Requirement: Pick up the article on AI detectors after its final line and write the section that follows.

Quoted passage:
○ ○ ○ ○ ○ ○ ○

The use of generative AI continues to soar. We’re seeing it in our workplaces, classrooms, and personal lives. As technology advances, it gets harder and harder for the human eye to parse out what is generated by AI — also called large language models (LLMs) — and what is human-written. In circumstances when AI-generated copy is prohibited or discouraged, you may need extra help determining if content is AI-generated. The best AI detectors scan text to find signs of AI use.
AI detectors are controversial, with studies showing that the results are unpredictable at best and biased against non-native English speakers. To help better understand these tools and how they work, I talked to Jonathan Gillham, CEO and founder of Originality.ai, Shu Hu, Ph.D., assistant professor at the School of Applied and Creative Computing at Purdue University, who has conducted extensive research on AI, and Soheil Feizi, Ph.D., founder and CEO of the startup RELAI and assistant professor in computer studies and director of Reliable AI Lab at the University of Maryland, a prominent voice in AI detector research.
After running 60 different documents of known origins, including essays, résumés, and cover letters, through eight AI detectors and recording their accuracy, I’ve narrowed the results down to the two best AI detectors. Copyleaks is the best AI detector overall, with excellent accuracy in detecting AI across materials. GPTZero is the best free AI detector, with good accuracy that’s best for quick use if you only have a couple of things to scan. Read my thoughts on each detector, and my key takeaways from trying these testy tools, including why I think you should use them with caution, below.
How do AI detectors work?

○ ○ ○ ○ ○ ○ ○

Data excerpts:
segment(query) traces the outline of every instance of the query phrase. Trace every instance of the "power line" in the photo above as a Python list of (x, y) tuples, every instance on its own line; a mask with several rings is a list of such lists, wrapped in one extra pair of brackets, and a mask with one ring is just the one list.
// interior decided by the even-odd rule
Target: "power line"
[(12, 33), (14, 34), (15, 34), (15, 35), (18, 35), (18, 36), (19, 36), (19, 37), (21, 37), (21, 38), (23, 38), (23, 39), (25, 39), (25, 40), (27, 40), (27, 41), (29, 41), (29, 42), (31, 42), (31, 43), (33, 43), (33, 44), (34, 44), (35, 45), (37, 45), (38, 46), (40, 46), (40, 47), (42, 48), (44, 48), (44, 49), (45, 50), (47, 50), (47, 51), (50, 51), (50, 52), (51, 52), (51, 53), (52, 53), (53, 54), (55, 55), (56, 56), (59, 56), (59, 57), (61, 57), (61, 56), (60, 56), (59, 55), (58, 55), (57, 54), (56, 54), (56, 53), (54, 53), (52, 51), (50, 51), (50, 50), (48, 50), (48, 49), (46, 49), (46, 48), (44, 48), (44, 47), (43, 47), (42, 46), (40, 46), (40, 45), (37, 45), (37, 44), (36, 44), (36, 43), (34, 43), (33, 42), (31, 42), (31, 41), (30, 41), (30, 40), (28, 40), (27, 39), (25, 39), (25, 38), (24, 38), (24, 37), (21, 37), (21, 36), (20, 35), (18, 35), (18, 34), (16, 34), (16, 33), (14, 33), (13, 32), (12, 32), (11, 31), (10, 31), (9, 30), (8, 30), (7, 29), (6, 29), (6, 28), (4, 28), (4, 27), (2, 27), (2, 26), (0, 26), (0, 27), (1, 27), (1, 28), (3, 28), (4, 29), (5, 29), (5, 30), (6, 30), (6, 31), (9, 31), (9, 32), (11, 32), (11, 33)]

○ ○ ○ ○ ○ ○ ○

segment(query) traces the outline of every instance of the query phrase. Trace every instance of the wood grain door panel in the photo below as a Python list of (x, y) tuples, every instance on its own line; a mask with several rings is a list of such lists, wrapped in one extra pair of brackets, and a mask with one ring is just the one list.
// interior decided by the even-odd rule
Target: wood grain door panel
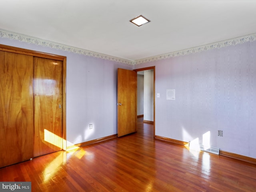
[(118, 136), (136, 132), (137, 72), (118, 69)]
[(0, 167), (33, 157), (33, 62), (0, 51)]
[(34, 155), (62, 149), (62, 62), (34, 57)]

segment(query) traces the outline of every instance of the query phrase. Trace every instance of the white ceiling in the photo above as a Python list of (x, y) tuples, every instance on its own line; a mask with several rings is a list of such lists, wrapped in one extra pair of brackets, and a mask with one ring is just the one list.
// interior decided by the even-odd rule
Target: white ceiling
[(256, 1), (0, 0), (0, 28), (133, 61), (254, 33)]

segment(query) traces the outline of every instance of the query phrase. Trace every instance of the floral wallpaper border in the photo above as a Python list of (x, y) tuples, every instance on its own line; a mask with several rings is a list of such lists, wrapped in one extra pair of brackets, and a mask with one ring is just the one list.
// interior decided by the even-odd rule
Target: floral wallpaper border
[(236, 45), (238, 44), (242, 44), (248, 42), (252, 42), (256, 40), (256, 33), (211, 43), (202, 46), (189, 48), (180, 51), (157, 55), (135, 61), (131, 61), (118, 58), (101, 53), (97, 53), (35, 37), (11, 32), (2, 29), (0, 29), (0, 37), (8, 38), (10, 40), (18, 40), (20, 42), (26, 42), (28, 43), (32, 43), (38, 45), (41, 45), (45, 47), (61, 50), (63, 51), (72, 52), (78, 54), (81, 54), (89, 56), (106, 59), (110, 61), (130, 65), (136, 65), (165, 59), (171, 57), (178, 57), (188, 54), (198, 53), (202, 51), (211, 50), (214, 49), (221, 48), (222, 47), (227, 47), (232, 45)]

○ ○ ○ ○ ○ ○ ○

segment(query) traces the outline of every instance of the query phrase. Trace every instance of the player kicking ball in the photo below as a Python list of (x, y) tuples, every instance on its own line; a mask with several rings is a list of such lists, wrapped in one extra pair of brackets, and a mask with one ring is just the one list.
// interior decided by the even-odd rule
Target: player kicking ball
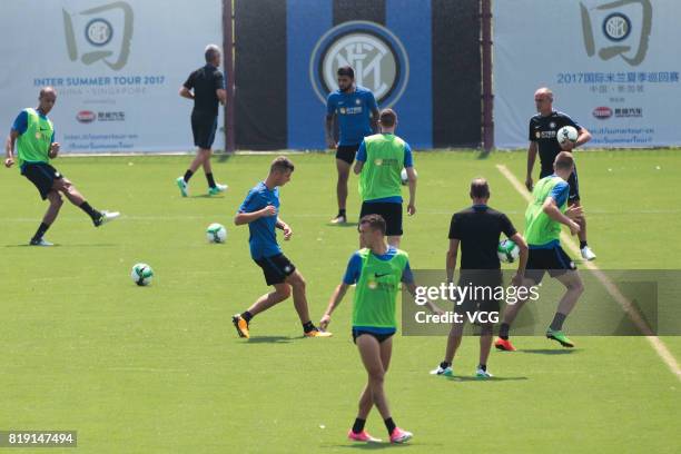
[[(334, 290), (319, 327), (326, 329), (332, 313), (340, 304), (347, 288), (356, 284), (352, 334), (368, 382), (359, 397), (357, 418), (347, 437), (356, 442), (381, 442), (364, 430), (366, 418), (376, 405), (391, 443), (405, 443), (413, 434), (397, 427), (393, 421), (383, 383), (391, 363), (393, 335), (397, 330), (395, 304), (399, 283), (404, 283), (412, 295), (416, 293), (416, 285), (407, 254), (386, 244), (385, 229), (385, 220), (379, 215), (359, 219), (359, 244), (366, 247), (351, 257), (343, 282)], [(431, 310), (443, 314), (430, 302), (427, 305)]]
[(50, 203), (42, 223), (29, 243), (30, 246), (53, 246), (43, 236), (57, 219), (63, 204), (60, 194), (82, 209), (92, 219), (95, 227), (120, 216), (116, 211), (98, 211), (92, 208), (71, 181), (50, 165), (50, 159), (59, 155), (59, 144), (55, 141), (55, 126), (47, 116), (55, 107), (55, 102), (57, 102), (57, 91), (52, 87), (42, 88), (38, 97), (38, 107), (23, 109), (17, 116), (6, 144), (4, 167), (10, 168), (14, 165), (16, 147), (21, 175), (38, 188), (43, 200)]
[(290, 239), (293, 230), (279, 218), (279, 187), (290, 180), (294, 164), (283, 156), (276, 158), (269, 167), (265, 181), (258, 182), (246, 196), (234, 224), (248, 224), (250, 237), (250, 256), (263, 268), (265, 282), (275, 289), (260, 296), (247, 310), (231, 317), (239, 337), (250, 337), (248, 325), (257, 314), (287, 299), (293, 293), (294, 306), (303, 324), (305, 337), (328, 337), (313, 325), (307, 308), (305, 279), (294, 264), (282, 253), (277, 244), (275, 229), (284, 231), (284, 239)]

○ ○ ○ ○ ○ ○ ○

Response below:
AI detectors are models trained on a huge body of AI-generated and human-written text, according to Gillham. By comparing AI and human text, the models are able to find patterns and signs that indicate whether AI was used in the writing process. The detectors then give a probability percentage that a text is AI. They’re trained on a diverse array of content, including AI content from numerous AI models like ChatGPT, Claude, and more. Detectors are updated as LLMs update, as well.
AI detectors are popular tools for teachers, professors, editors, and hiring managers to find AI in text that is meant to be human-generated, such as essays and cover letters to verify originality. However, AI detectors aren’t perfect, and results are often inaccurate and can be viewed as misleading. Especially when someone uses AI to refine or polish their text, false positives are common, according to Feizi.
How we tested AI detectors
I ran 60 documents through each AI detector to test its accuracy. My testing materials included an academic essay, a first-person essay, a résumé, a cover letter, a proof in LaTeX code, and a poem. Each piece of content included versions written 100% by AI, partially by AI, with assistance from an AI grammar check, and without any AI. I generated or edited the AI content with ChatGPT, DeepAI, and Claude. I then tracked the composition or confidence percentage for each material, analyzing 480 scans.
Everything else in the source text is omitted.